Reprint all of the data below exactly as shown and skip every image.
THE INPUT START
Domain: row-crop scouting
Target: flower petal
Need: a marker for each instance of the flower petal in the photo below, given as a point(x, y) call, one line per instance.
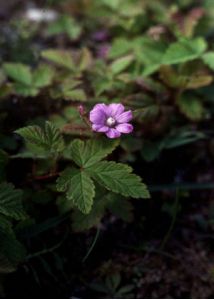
point(124, 117)
point(124, 128)
point(115, 109)
point(100, 128)
point(113, 133)
point(98, 114)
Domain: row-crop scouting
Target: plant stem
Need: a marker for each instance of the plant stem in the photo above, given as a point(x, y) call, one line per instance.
point(169, 232)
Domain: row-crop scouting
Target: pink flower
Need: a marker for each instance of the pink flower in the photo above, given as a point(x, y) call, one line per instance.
point(111, 119)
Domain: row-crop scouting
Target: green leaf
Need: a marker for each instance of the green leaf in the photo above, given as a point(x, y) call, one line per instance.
point(65, 24)
point(74, 95)
point(118, 178)
point(43, 76)
point(81, 222)
point(208, 59)
point(191, 107)
point(18, 72)
point(48, 139)
point(176, 80)
point(121, 64)
point(25, 91)
point(184, 50)
point(10, 202)
point(120, 207)
point(61, 58)
point(79, 188)
point(85, 154)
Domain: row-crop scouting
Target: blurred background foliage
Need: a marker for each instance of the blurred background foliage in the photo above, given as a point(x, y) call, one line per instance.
point(157, 58)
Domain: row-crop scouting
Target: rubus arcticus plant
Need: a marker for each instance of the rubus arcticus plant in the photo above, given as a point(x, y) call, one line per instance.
point(94, 96)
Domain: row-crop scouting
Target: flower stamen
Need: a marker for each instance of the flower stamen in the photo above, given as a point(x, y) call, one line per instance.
point(110, 122)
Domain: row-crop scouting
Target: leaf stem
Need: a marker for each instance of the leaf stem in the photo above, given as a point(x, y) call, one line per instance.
point(169, 232)
point(92, 245)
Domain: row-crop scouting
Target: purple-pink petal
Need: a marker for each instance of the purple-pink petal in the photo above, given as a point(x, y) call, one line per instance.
point(115, 109)
point(113, 133)
point(100, 128)
point(98, 114)
point(124, 128)
point(124, 117)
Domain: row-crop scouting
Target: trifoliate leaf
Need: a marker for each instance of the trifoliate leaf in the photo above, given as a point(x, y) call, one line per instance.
point(79, 188)
point(120, 207)
point(61, 58)
point(121, 64)
point(191, 107)
point(18, 72)
point(10, 202)
point(48, 139)
point(81, 222)
point(43, 76)
point(208, 59)
point(118, 178)
point(184, 50)
point(85, 154)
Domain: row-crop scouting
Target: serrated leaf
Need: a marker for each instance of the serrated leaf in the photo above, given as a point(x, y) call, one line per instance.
point(62, 58)
point(191, 107)
point(85, 59)
point(48, 139)
point(85, 154)
point(43, 76)
point(10, 202)
point(121, 64)
point(79, 188)
point(118, 178)
point(81, 222)
point(26, 91)
point(184, 50)
point(120, 207)
point(18, 72)
point(65, 24)
point(175, 80)
point(208, 59)
point(74, 95)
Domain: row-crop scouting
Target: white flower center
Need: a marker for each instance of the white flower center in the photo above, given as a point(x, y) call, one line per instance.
point(110, 122)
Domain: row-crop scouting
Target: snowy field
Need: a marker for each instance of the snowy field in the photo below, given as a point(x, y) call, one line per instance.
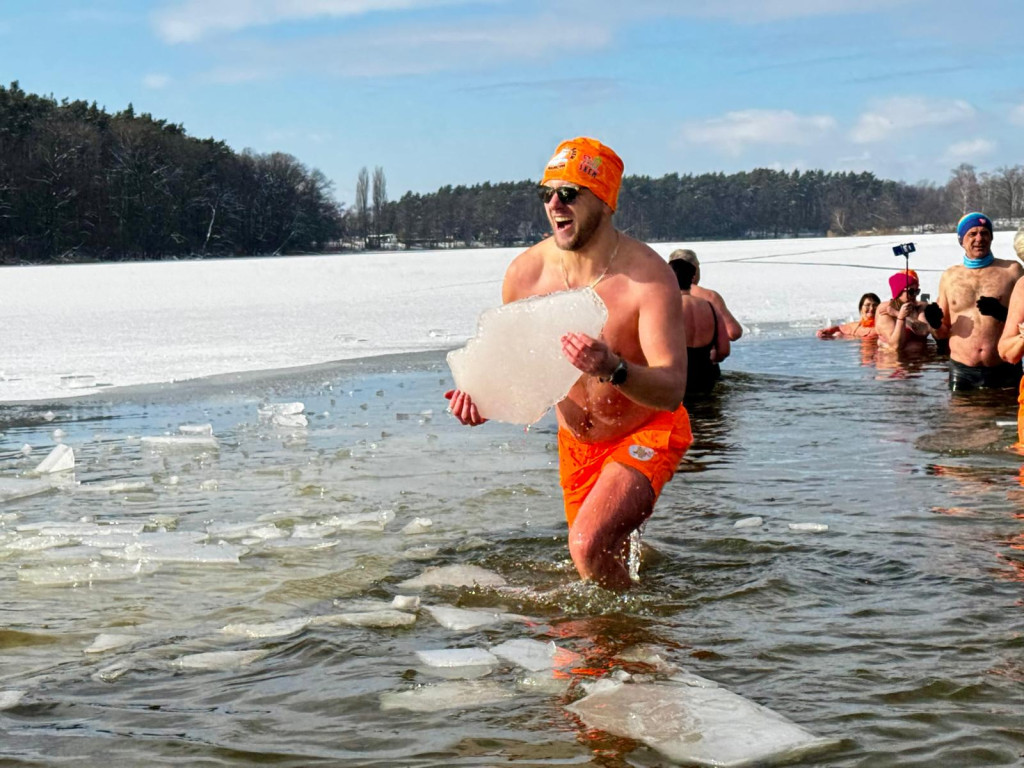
point(74, 330)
THE INPUT END
SOLUTION FOR THIS TASK —
Domain: row-crop scouting
Target: flower petal
Need: a marker for each instance of the flower petal in the photo below, given as a point(x, y) call, one line per instance.
point(124, 117)
point(124, 128)
point(115, 109)
point(100, 128)
point(113, 133)
point(98, 114)
Domain: row-crop scouting
Target: plant stem
Need: a marker for each instance of the plant stem in the photo above, given as a point(x, y) call, one line per instance.
point(169, 232)
Domain: row-crop scouting
Target: pink flower
Need: a marker for each instance of the pink flower in the photo above, given as a point(x, y) call, one line per instance.
point(111, 119)
Domain: row-crop scouting
Target: green leaf
Need: a marker for each instance of the green leaf in the photo above, given as a point(x, y) call, one line per instance.
point(65, 24)
point(74, 95)
point(118, 178)
point(43, 76)
point(81, 222)
point(208, 59)
point(191, 107)
point(18, 72)
point(48, 139)
point(176, 80)
point(121, 64)
point(25, 91)
point(184, 50)
point(10, 202)
point(120, 207)
point(61, 58)
point(79, 188)
point(85, 154)
Domain: row-crop scouting
Target: blurred background foliage
Need: a marker for each instance of the blurred background foliage in the photo above, given as a point(x, y) call, one line per instance.
point(157, 58)
Domain: row-crop scouting
Target: rubus arcticus plant
Need: a marker for each instance of the rubus arcticus plant in the photo above, given as a point(x, y) call, one line per instance.
point(94, 96)
Domain: row-crop scouting
Target: flower stamen
Need: a marker for each instance of the flower stamen in the photo above, given as a point(x, y) call, one line per instance.
point(110, 122)
Domain: row-crop scouting
Target: leaf stem
Need: a marker for each instance of the leaf stem in the photo above, given as a point(x, y) call, one line per instance.
point(169, 232)
point(92, 245)
Domain: row-crop scouting
Target: purple-pink petal
Need: a marker for each instance of the purple-pink petal in the photo above, given as a point(x, y) call, one line per instance.
point(115, 109)
point(113, 133)
point(100, 128)
point(98, 114)
point(124, 128)
point(124, 117)
Domain: row-crop scouting
Target: trifoliate leaf
Need: a marker for each instance of the trifoliate leaf in the photo above, given as a point(x, y) call, one line per instance.
point(79, 188)
point(120, 207)
point(61, 58)
point(121, 64)
point(191, 107)
point(18, 72)
point(10, 202)
point(48, 139)
point(81, 222)
point(43, 76)
point(208, 59)
point(118, 178)
point(184, 50)
point(85, 154)
Domain: row-crop scouting
Target: serrated leaf
Need: a marker for each instance of the serrated leaf in the photo above, given as a point(x, y) call, one line per instance.
point(62, 58)
point(191, 107)
point(85, 59)
point(48, 139)
point(85, 154)
point(43, 76)
point(10, 202)
point(121, 64)
point(79, 188)
point(118, 178)
point(81, 222)
point(26, 91)
point(184, 50)
point(120, 207)
point(18, 72)
point(65, 24)
point(175, 80)
point(208, 59)
point(74, 95)
Domain: row-crop scouting
Target: white flower center
Need: a marker for each instance of the white flower center in the photo above, given as a point(x, y) call, one line per instance.
point(110, 122)
Domain: row-crop scouting
Target: snowy field
Need: a marker for each instance of the snowy field in the photo below, given as a point(x, y) call, one line per instance.
point(74, 330)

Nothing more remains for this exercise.